◆ **Ejercicio breve A**
Transcribe sin cambios el fragmento del texto sobre la seguridad y el riesgo comprendido entre "Vivimos, pues, en" y "tener esperanzas fundadas.", ambos incluidos.

********************

Vivimos, pues, en un país que nos depara un margen bastante amplio de seguridad. Desde luego no está excluido de una manera absoluta –porque somos humanos y ésta es una de las condiciones en las que se desenvuelve la vida del hombre−, no está excluido el riesgo. Lo accidental, lo imprevisto nos acechan y muchas veces nos abaten. Pero esas situaciones –por su rareza− nos permiten hacer proyectos y llegar a su realización, planear acciones y consagrarles tiempo y esfuerzo para convertirlas en algo tangible, tener esperanzas fundadas.
Pero hay otro nivel en el que lo accidental y lo imprevisto, sin perder las proporciones de lo catastrófico, empiezan a adquirir la característica de lo rutinario. Hay riesgos que podríamos llamar “calculados”, a los que nos exponemos en forma deliberada o que evitamos en la misma forma.

********************

◆ **Ejercicio breve B**
¿En cuántas líneas de los registros que siguen aparece la cadena "calf", teniendo en cuenta mayúsculas y minúsculas? Responde únicamente con el número.

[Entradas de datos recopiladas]
********************

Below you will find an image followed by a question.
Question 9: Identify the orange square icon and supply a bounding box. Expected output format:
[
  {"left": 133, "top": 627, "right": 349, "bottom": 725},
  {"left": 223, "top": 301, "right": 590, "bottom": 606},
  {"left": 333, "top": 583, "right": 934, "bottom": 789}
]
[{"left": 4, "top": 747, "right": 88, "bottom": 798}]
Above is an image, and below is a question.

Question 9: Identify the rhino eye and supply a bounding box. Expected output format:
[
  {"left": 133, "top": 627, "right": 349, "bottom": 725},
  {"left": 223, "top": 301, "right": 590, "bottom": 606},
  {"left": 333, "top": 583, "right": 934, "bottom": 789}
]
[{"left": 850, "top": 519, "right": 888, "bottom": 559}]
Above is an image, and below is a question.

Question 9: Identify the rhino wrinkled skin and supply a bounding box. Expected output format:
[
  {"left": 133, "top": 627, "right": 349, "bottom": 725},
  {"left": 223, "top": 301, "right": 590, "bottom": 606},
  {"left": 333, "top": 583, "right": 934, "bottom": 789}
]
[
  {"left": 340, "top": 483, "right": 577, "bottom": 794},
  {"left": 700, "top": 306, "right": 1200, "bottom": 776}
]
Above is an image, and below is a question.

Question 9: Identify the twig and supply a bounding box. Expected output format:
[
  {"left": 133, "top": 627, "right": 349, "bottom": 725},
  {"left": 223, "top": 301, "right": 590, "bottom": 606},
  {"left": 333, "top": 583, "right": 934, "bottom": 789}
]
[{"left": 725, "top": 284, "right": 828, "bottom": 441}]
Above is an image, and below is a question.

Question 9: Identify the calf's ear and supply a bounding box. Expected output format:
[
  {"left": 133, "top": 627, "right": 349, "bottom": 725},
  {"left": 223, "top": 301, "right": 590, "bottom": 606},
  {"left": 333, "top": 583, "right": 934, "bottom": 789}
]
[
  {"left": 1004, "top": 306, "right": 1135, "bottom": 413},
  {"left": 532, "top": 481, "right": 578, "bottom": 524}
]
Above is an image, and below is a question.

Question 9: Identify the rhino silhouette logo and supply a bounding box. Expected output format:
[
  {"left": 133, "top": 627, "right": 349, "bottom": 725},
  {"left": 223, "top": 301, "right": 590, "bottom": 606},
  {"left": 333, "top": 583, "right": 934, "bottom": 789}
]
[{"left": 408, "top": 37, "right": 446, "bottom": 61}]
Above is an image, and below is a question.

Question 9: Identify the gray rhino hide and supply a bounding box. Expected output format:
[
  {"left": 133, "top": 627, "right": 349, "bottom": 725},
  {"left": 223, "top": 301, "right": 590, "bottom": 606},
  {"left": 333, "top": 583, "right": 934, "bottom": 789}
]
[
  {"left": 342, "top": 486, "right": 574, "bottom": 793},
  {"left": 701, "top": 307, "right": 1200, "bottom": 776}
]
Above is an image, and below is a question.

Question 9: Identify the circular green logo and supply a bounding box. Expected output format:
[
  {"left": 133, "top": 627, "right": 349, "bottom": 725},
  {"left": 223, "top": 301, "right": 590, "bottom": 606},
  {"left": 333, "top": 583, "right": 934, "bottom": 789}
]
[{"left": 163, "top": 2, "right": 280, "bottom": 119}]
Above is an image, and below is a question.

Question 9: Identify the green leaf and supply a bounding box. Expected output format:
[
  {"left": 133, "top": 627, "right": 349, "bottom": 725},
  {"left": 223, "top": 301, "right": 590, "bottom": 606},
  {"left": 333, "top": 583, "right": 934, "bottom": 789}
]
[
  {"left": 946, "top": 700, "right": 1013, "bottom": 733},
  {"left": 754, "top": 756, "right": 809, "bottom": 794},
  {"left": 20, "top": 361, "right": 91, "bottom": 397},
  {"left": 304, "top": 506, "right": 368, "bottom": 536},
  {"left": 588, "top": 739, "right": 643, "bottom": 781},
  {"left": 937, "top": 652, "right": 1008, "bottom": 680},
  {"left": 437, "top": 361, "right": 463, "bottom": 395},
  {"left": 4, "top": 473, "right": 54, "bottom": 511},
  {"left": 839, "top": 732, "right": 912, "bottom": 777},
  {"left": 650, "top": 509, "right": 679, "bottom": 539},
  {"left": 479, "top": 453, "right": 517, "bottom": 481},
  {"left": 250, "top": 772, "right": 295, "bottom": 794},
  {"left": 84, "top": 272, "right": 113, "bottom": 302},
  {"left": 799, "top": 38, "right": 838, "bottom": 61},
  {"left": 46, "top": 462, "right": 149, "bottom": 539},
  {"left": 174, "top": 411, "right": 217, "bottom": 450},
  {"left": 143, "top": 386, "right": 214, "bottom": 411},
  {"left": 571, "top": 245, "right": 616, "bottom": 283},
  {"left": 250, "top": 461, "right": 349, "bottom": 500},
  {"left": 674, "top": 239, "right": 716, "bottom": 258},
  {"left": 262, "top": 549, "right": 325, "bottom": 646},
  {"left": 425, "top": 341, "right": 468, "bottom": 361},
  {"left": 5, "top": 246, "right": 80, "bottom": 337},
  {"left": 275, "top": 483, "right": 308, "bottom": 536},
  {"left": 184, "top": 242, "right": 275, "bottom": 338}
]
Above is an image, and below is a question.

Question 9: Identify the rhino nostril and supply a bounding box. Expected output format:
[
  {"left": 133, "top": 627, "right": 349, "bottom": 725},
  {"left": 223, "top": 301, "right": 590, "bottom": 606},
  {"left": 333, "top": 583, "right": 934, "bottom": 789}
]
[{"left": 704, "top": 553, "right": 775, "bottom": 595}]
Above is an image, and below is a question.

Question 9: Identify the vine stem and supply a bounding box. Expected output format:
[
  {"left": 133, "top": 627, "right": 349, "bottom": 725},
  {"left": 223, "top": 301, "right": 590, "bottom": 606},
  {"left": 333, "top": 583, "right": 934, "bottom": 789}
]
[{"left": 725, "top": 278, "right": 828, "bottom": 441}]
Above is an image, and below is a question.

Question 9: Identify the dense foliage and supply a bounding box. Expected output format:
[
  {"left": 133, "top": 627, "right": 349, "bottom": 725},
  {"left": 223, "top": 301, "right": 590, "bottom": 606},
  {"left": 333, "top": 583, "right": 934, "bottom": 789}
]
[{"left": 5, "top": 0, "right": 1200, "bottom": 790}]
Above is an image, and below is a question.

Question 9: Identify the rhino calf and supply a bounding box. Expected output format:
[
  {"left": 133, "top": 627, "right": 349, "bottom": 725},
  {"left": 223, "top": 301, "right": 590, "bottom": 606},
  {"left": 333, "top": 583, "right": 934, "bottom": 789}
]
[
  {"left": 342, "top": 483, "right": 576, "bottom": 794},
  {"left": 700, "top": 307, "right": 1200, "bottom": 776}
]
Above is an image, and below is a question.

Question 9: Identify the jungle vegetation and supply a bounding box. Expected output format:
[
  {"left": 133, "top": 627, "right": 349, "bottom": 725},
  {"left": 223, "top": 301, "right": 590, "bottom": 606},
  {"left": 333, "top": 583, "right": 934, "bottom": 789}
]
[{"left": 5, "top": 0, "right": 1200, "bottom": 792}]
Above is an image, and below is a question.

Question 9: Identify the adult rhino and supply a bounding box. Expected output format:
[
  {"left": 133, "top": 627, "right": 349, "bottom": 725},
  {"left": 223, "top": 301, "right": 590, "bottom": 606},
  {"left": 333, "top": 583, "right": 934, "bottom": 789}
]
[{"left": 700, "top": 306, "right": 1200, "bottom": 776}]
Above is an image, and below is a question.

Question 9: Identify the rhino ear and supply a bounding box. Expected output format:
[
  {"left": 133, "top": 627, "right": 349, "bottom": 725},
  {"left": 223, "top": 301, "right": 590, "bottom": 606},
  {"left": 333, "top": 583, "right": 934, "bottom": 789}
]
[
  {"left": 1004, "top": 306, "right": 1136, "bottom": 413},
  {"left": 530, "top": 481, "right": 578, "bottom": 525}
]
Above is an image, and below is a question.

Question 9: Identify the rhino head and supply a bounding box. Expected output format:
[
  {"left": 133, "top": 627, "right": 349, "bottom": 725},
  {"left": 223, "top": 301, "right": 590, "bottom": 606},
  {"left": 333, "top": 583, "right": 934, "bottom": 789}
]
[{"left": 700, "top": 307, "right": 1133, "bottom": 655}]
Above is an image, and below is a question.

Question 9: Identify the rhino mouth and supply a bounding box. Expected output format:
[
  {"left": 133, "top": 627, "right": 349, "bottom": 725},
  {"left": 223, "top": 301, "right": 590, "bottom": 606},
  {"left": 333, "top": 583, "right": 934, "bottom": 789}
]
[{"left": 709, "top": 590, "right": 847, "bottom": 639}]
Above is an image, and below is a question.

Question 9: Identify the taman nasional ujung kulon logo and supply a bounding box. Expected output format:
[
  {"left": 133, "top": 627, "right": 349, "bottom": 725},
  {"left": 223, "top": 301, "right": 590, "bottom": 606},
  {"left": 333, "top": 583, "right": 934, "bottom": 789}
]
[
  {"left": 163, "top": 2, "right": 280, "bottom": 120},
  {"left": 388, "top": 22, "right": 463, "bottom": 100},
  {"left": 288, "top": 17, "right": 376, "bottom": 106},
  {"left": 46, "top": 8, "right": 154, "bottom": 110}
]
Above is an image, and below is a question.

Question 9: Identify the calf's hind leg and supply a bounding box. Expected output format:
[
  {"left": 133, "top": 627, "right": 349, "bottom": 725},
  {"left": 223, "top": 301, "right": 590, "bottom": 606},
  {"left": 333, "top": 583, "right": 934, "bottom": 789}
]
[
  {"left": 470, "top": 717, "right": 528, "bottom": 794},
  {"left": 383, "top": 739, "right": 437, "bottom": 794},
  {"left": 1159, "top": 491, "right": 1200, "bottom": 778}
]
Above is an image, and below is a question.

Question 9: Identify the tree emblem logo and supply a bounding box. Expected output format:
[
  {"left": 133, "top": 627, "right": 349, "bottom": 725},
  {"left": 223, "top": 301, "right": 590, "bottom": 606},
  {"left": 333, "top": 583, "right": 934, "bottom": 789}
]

********************

◆ **Respuesta esperada A**
Vivimos, pues, en un país que nos depara un margen bastante amplio de seguridad. Desde luego no está excluido de una manera absoluta –porque somos humanos y ésta es una de las condiciones en las que se desenvuelve la vida del hombre−, no está excluido el riesgo. Lo accidental, lo imprevisto nos acechan y muchas veces nos abaten. Pero esas situaciones –por su rareza− nos permiten hacer proyectos y llegar a su realización, planear acciones y consagrarles tiempo y esfuerzo para convertirlas en algo tangible, tener esperanzas fundadas.

◆ **Respuesta esperada B**
3